→ **Assigned task**: Each line of the data below from the one holding "Where can you spot the basketball's" to the one holding "Where can you spot the chain-link", inclusive, is to be reproduced exactly; no other line belongs in the answer.

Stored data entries

Start of Block

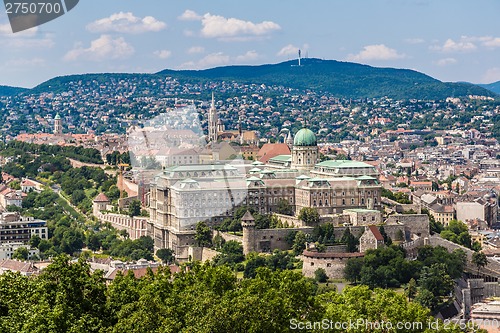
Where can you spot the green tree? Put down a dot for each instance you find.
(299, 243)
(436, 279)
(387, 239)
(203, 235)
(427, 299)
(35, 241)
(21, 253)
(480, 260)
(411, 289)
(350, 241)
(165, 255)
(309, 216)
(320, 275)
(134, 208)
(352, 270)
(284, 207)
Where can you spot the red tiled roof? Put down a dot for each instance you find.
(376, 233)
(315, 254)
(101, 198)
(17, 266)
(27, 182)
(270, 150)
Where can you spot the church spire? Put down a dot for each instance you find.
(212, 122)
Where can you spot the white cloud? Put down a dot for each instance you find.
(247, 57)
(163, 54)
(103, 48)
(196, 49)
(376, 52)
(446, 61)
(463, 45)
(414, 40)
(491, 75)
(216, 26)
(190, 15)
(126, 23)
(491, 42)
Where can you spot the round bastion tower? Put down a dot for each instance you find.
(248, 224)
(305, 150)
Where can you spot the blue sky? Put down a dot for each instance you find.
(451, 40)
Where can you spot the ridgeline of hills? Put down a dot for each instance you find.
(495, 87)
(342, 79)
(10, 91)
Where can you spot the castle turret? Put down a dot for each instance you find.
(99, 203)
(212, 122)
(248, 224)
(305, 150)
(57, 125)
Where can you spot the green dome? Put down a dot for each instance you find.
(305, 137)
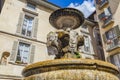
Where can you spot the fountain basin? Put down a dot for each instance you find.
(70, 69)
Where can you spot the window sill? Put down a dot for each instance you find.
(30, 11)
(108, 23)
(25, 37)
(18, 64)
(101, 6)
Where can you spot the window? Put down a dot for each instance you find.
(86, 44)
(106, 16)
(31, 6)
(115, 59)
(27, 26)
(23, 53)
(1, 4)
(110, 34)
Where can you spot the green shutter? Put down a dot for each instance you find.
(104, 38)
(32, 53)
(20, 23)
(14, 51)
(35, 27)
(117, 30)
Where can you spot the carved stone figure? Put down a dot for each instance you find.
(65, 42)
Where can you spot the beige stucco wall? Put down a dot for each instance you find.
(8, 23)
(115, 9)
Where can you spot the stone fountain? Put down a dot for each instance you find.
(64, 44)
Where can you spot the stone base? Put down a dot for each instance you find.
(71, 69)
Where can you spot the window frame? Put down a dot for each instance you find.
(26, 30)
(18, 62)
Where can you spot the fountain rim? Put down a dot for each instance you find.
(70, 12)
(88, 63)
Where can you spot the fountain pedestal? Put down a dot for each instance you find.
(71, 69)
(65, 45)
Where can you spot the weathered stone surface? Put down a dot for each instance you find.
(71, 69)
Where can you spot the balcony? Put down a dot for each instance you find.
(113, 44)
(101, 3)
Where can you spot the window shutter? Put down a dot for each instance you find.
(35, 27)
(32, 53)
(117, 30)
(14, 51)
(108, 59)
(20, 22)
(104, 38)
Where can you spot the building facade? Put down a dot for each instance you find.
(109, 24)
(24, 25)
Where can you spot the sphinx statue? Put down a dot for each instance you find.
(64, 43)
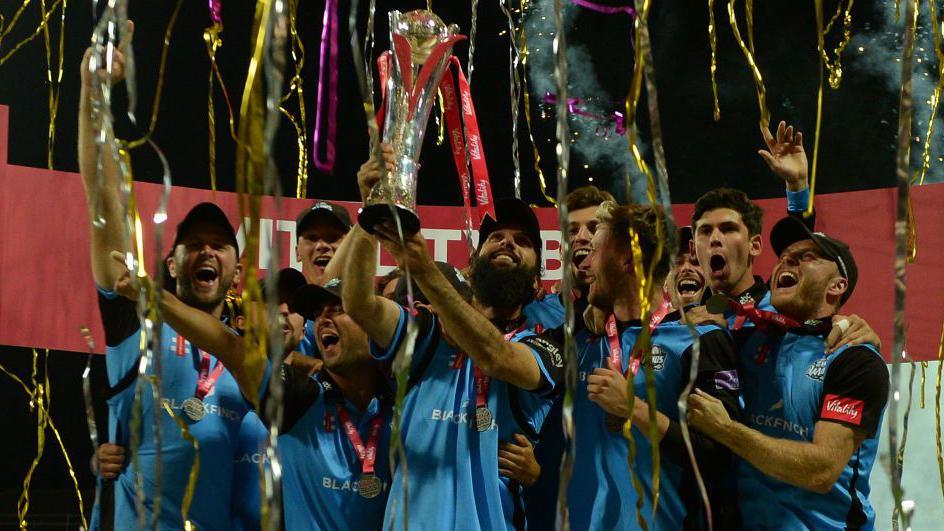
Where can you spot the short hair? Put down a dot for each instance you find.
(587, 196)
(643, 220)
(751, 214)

End of Block
Start of Block

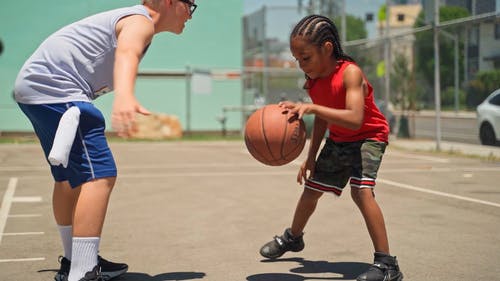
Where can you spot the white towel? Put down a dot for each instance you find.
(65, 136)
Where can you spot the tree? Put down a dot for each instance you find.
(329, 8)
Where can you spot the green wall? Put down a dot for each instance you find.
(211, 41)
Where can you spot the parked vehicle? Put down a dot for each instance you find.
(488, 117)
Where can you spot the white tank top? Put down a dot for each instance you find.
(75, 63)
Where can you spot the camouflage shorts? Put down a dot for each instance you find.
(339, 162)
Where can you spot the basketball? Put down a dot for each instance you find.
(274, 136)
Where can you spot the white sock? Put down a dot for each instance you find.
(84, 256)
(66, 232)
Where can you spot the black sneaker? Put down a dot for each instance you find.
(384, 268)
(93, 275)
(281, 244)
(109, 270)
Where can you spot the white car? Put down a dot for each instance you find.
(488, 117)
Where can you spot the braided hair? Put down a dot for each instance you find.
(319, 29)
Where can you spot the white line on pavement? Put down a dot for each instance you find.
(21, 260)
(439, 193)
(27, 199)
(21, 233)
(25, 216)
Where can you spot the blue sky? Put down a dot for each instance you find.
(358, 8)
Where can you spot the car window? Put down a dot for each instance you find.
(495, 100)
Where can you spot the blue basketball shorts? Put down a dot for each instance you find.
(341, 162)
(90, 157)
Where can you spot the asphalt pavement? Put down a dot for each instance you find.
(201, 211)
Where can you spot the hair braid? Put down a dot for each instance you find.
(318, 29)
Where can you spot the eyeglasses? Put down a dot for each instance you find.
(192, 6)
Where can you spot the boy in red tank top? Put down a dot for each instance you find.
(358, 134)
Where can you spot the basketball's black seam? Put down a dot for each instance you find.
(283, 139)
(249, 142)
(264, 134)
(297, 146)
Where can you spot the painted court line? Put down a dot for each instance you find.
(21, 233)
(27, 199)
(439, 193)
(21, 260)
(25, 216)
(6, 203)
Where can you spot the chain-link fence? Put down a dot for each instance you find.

End of Block

→ **Response to this task**:
Where can you spot the basketball's black seam? Put down a dot for each instance you find.
(283, 139)
(249, 142)
(264, 134)
(297, 146)
Where can you spot the painted court line? Put down a dot for each instance you find.
(21, 233)
(27, 199)
(439, 193)
(21, 260)
(25, 216)
(6, 203)
Where can you spot the chain-link fence? Put down a dot for each instance you find.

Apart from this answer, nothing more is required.